- OBJETIVO DA TAREFA
Organize todas as linhas abaixo em uma lista numerada, pulando as linhas em branco. Deixe as imagens de fora da resposta.

------------

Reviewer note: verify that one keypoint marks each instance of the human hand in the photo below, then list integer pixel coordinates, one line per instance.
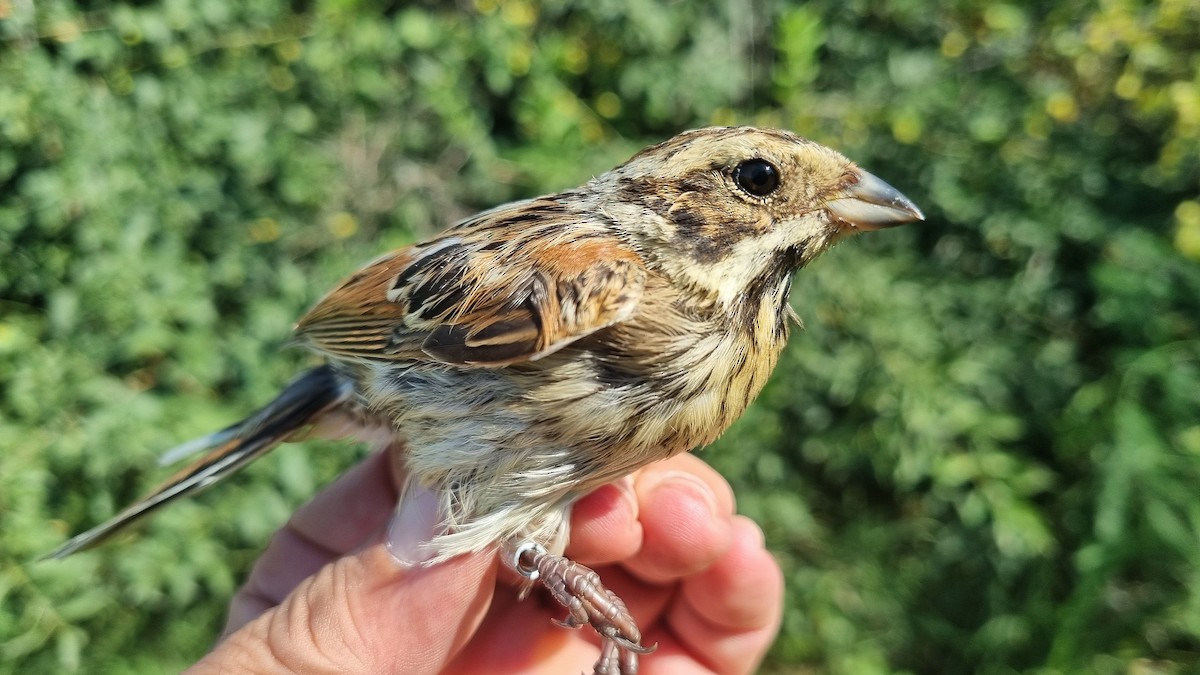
(327, 596)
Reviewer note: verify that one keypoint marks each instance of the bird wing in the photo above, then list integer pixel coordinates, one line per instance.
(469, 298)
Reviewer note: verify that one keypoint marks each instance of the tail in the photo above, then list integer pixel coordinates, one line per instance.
(298, 406)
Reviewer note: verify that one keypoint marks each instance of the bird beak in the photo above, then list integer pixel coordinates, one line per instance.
(871, 204)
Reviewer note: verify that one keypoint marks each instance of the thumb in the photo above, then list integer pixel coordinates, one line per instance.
(364, 613)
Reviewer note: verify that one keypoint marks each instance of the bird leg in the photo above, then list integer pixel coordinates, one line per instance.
(588, 603)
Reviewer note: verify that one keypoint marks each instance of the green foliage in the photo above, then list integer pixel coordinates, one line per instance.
(983, 455)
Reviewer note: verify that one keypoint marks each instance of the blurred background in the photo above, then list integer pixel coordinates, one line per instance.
(983, 454)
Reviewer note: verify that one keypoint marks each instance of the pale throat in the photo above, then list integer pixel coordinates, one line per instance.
(731, 278)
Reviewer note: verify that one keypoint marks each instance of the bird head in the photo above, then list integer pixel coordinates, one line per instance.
(719, 208)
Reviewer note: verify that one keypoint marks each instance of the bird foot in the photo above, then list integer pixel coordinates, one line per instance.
(588, 603)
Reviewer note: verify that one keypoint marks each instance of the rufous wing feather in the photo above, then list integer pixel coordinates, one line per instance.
(477, 306)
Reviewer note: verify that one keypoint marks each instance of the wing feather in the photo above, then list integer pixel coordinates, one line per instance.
(469, 299)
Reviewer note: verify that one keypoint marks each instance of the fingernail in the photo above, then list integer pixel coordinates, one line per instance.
(413, 526)
(690, 484)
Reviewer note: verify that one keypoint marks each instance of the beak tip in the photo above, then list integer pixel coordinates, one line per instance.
(873, 204)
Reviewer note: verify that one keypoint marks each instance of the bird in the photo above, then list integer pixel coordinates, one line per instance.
(537, 351)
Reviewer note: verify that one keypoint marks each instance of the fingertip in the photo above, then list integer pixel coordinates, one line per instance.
(605, 525)
(743, 590)
(729, 615)
(685, 526)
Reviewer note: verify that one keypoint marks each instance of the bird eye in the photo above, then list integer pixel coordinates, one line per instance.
(756, 177)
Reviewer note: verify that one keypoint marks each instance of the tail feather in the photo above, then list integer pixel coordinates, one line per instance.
(299, 405)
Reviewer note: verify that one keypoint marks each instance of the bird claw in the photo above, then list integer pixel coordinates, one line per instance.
(587, 603)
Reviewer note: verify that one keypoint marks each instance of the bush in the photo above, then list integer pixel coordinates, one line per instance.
(981, 457)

------------

- RESPOSTA À TAREFA
1. Reviewer note: verify that one keypoint marks each instance of the human hand in the photo below, then list integer pixel coordinates, one line per instance.
2. (327, 596)
3. Reviewer note: verify that one keypoint marks each instance of the bird wing in the photo above, then list integer pixel coordinates, one line per instance.
4. (469, 298)
5. Reviewer note: verify that one keypoint marks each instance of the tail in the photo above, then list integer pixel coordinates, one line per instance.
6. (298, 406)
7. Reviewer note: verify that one keypoint marks each instance of the bird beak in the photo above, then list integer pixel coordinates, one line per instance.
8. (871, 204)
9. Reviewer note: verify that one keypoint marks each instance of the thumb in the photo above, then list integer pixel coordinates, one line per instance.
10. (364, 613)
11. Reviewer note: verify that one keypoint marks each instance of the bird leg in the photo above, then list integer pixel coordinates, one line per instance.
12. (588, 603)
13. Reviewer note: verify that one keypoint marks each instance of the green foliage in the photo above, then list integer pixel coordinates, one line per instance.
14. (983, 455)
15. Reviewer note: verify that one keypoint marks each instance of the blurred background in the photo above, then list integer pixel coordinates, one line per instance.
16. (983, 454)
17. Reviewer note: verify that one keypoint marks each instance of the pale throat in the photo above, then list integer pixel coordinates, one line per instance.
18. (731, 278)
19. Reviewer note: verify that one keypoint marks each instance of the bird head in the photo above, then list integer pixel coordinates, one line per instance.
20. (719, 208)
21. Reviewer note: verify that one keypoint marks each instance of the bird foot in the photo above, then list integer pixel coordinates, one line per instance.
22. (588, 603)
23. Reviewer note: verify that one keypoint marks each instance of the rufous wing feather in the photo above, then list integer pixel coordinates, one line per instance.
24. (477, 306)
25. Reviewer note: verify that one keypoint marks each instance of the wing feather in the photo above, then list integer pixel coordinates, one line per instance.
26. (469, 299)
27. Reviewer note: verify that one keypoint marks each instance of the fingernail in the photo above, then list integer pixel coordinates, one line per instance.
28. (413, 526)
29. (690, 484)
30. Reviewer note: verify that one keypoint marks each instance of the beak tip in the photo above, then list integer pixel coordinates, one line per instance.
31. (873, 204)
32. Reviewer note: verify that one keypoint marks each instance of the bird in the photo above, then list integer pixel coordinates, one line per instance.
33. (537, 351)
34. Reviewer note: verify that one keypoint marks each instance of the fingertip in the photo above, then list integer pixel coordinates, one line per instance.
35. (605, 525)
36. (743, 590)
37. (729, 615)
38. (685, 526)
39. Reviewer note: verify that one keypoint marks each instance of the bird eye in the photo above, then list integer pixel coordinates, one line per instance.
40. (756, 177)
41. Reviewer note: verify that one keypoint marks each instance of the tail feather in the photo above, then list integer pixel coordinates, one line per instance.
42. (299, 405)
43. Reviewer note: verify that one keypoint marks each instance of the bird claw in the photo above, then list integer pixel coordinates, one line per instance.
44. (587, 603)
45. Reviewer note: verify that one keypoint marks each instance of the bush in the photo above, then list integer pixel coordinates, one line per instance.
46. (981, 457)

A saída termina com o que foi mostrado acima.